* Start *

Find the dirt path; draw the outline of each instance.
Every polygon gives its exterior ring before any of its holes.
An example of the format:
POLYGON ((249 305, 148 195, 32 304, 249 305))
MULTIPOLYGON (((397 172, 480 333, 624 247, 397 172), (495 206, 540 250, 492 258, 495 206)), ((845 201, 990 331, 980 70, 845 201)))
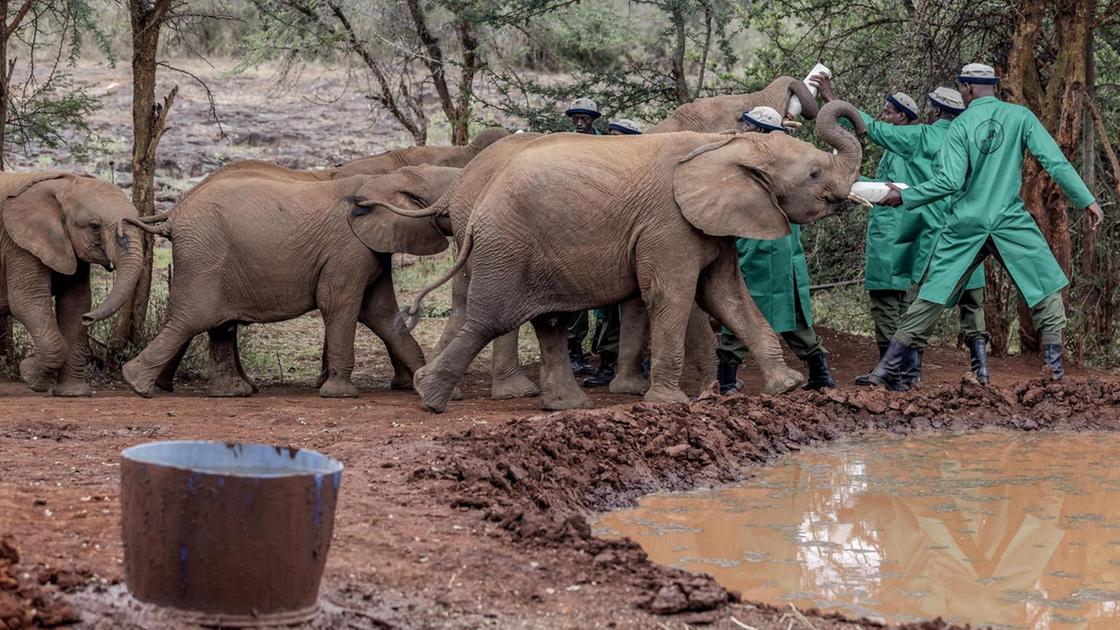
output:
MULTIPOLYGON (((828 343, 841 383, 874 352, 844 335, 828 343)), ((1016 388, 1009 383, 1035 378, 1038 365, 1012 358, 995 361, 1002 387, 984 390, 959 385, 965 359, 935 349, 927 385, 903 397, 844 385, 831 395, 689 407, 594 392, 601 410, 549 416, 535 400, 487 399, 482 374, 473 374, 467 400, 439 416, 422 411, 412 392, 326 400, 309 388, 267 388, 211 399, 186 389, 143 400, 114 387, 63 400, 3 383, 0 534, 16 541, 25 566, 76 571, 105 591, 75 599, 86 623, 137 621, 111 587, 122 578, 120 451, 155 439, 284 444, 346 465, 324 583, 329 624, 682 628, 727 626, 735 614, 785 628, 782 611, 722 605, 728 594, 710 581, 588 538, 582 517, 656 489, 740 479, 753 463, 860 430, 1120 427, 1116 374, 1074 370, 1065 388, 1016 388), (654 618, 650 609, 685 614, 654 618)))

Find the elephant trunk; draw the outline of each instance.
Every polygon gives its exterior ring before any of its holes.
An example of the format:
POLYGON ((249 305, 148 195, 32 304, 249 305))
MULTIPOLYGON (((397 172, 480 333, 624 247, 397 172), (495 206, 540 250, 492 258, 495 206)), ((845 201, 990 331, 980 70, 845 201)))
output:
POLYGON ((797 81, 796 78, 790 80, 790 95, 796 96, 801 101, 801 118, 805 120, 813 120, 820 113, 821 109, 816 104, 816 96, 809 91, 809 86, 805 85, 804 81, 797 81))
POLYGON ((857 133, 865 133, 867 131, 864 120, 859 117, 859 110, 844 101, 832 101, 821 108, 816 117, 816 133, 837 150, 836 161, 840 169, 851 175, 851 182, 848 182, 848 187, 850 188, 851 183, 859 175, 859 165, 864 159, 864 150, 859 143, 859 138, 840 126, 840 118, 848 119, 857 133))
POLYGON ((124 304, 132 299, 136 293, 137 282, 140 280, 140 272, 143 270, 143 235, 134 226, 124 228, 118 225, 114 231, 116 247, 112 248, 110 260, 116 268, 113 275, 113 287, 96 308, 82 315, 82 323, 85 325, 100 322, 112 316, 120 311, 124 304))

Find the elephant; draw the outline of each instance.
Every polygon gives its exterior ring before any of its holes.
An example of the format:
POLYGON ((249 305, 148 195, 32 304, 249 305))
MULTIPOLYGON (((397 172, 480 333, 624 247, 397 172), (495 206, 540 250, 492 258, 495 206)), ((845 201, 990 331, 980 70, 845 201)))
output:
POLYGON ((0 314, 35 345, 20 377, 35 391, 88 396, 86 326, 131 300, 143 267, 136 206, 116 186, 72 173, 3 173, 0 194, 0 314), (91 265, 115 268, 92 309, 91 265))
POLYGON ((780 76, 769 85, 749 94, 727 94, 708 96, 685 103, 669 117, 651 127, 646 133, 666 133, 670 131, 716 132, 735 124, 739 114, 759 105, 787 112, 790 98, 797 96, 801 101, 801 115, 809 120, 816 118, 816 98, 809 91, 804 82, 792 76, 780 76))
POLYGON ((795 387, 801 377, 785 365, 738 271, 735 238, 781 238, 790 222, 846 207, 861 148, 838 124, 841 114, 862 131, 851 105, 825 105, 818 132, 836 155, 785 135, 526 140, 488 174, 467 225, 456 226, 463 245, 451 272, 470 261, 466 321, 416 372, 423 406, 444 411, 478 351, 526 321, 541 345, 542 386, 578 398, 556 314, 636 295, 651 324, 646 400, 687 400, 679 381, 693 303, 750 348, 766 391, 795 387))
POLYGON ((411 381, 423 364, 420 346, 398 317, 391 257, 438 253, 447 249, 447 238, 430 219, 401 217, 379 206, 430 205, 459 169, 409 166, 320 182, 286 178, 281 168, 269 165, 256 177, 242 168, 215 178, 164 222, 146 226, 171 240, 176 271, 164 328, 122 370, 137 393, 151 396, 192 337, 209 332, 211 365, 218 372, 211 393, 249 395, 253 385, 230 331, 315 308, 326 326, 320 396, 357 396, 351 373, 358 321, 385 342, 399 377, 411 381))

* End *

[DIRECTIONS FOR THIS TASK]: Pick out each line above that contains the word "elephant" and copy it in full.

[RESPONSE TO THIS TASK]:
Find the elephant trunk; draw the outline of each instance.
Find the elephant; draw the outline of each instance.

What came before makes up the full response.